■ Problem:
The entries below contain a stretch that opens with the line containing "One point belongs on each instance of the dark" and closes with the line containing "One point belongs on each instance of the stem."; set down that stretch exactly, both ends included, and nothing else.

[Natural-language object grounding data]
---------------
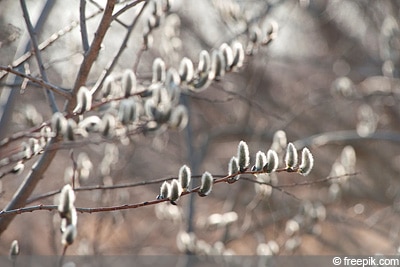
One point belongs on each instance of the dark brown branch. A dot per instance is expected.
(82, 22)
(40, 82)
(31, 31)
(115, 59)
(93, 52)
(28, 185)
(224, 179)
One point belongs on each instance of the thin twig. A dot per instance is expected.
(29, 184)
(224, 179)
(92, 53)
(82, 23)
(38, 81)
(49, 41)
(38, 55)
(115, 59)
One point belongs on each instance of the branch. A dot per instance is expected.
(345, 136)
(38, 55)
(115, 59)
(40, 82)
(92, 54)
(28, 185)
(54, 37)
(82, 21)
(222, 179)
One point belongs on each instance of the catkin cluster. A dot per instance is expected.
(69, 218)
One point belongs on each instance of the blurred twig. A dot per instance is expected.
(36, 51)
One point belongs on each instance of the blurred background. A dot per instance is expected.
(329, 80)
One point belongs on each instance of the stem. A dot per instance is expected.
---------------
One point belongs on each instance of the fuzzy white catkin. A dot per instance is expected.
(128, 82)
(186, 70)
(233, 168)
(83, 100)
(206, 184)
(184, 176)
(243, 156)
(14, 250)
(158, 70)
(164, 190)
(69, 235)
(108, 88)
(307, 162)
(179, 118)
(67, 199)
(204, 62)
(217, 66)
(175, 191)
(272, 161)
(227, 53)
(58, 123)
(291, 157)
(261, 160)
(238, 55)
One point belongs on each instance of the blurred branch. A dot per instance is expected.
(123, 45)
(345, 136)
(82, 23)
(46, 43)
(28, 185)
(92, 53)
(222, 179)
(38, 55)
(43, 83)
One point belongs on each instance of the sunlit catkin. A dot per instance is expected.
---------------
■ Output of the task:
One point belongs on each instance of the dark brown branch. A dot per instance is expected.
(82, 22)
(40, 82)
(31, 31)
(115, 59)
(93, 52)
(28, 185)
(224, 179)
One point belongs on each instance of the thin twig. A dot per instance is expected.
(29, 184)
(224, 179)
(92, 53)
(82, 23)
(38, 81)
(49, 41)
(38, 55)
(115, 59)
One point belongs on each instance of the branch. A dot per instance is expected.
(345, 136)
(38, 55)
(115, 59)
(40, 82)
(92, 54)
(28, 185)
(54, 37)
(82, 21)
(222, 179)
One point belongs on each instance of the catkin cluster. A dot per instance is expected.
(69, 218)
One point belongs on each instance of the blurred twig. A dot per instance is expected.
(36, 51)
One point belongs on each instance of the blurred background. A dot per instance is expected.
(329, 80)
One point belongs on each instance of the stem. A dot per instance is expected.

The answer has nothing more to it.